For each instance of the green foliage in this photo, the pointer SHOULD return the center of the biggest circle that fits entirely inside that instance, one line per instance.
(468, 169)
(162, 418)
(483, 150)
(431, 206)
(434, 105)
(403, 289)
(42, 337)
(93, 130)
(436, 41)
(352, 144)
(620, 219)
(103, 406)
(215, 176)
···
▸ Problem to work on
Rescale the entries above by writing out every line again, the opening line included. Multiply each point coordinate in the answers by 0.2 and round to whole numbers, with halves rounded up.

▸ Task solution
For each instance of the green foliage in this photo, the pointer SHOULD return the center of the biggest circle that fits entirely inside that instance, one line per instance.
(94, 34)
(32, 84)
(97, 30)
(86, 41)
(87, 21)
(81, 58)
(8, 67)
(19, 26)
(87, 8)
(70, 29)
(124, 44)
(21, 81)
(43, 35)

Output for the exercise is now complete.